The Scottish Labour Party gained the majority of seats in Scotland for the first time since 2010, regaining most of the seats lost to the SNP in 2015. Labour gained every seat in Glasgow, all but one seat in Edinburgh, and all but one seat in the Central Belt (both of these exceptions being seats won by the Scottish Liberal Democrats). Labour also gained Na h-Eileanan an Iar for the first time since 2001. Labour was also runner-up in four other constituencies, around Aberdeen and Dundee. Three of the Labour candidates elected were also members of the Co-operative Party, designated as Labour-Co-op, but usually simply counted under the Labour party figure.

The Scottish National Party elected nine MPs, a net loss of thirty-nine compared to 2019. The SNP lost most of their seats gained in 2015, including every seat in Glasgow, Edinburgh and the Central Belt. Most of the remaining SNP seats are large rural constituencies in the Scottish Highlands, along with Aberdeen North, Aberdeen South and Dundee Central, Dundee Central had the lowest majority of any Scottish constituency (675 votes between SNP and Labour). The only SNP gain was Aberdeenshire North and Moray East, the predecessor seat of Banff and Buchan had been previously Conservative. The SNP was the runner-up in every constituency it did not win.

The Scottish Liberal Democrats elected six MPs, gaining Mid Dunbartonshire and Inverness, Skye and West Ross-shire, the predecessor seats had once been held by former Liberal Democrat leaders Jo Swinson and Charles Kennedy respectively. The remaining four seats were defended with significantly increased majorities, and close to or over 50% of the vote. Orkney and Shetland remains the longest continuously held Liberal constituency, since 1950. This is the first time since 2010 that there are more Liberal Democrat MPs in Scotland than Conservatives, although the Conservatives had more votes.

The Scottish Conservatives elected five MPs, losing Aberdeenshire North and Moray East which was a new seat being contested by outgoing MP and leader Douglas Ross. As in the previous election, the Conservatives won in all three border constituencies, with their other two seats being in Aberdeenshire. The Conservatives therefore did proportionally better in Scotland compared to their significant losses in England and Wales, and in contrast to the previous Labour landslide of 1997 when the Conservatives lost every seat in Scotland.

Other parties and independents failed to win any seats. The two Alba Party MPs who had defected from the SNP, Kenny MacAskill and Neale Hanvey lost their seats, as did independent Angus McNeil who also left the SNP.

——————————

• _Given instruction 1_
From the passage on the Scottish election results, could you reproduce the text starting at "The Scottish Liberal Democrats elected" and ending at "had more votes."?
• _Given instruction 2_
Using the passage on the Scottish election results, can you answer these?
(a) How many MPs did the Scottish National Party elect?
(b) Which constituency remains the longest continuously held Liberal constituency?
(c) In which year's Labour landslide did the Conservatives lose every seat in Scotland?
• _Given instruction 3_
Can you summarize the passage on the Scottish election results in two sentences?

• _Information supplied_
——————————

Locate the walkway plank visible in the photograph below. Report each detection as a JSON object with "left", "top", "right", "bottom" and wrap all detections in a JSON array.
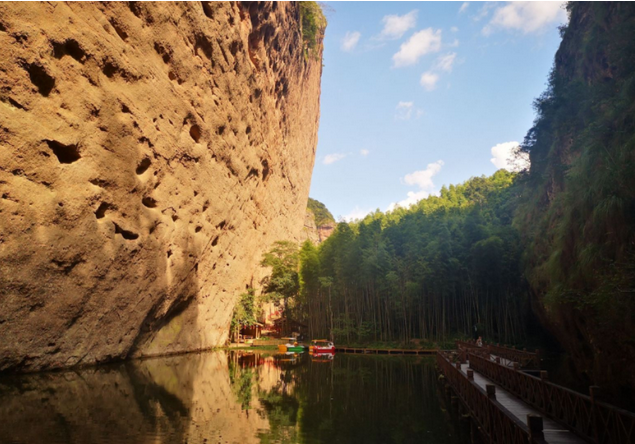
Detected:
[{"left": 461, "top": 363, "right": 586, "bottom": 444}]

——————————

• _Correct answer 1_
The Scottish Liberal Democrats elected six MPs, gaining Mid Dunbartonshire and Inverness, Skye and West Ross-shire, the predecessor seats had once been held by former Liberal Democrat leaders Jo Swinson and Charles Kennedy respectively. The remaining four seats were defended with significantly increased majorities, and close to or over 50% of the vote. Orkney and Shetland remains the longest continuously held Liberal constituency, since 1950. This is the first time since 2010 that there are more Liberal Democrat MPs in Scotland than Conservatives, although the Conservatives had more votes.

• _Correct answer 2_
(a) Nine
(b) Orkney and Shetland
(c) 1997

• _Correct answer 3_
Scottish Labour gained the majority of seats in Scotland for the first time since 2010, while the SNP elected nine MPs, a net loss of thirty-nine. The Scottish Liberal Democrats elected six MPs and the Scottish Conservatives five, and other parties and independents failed to win any seats.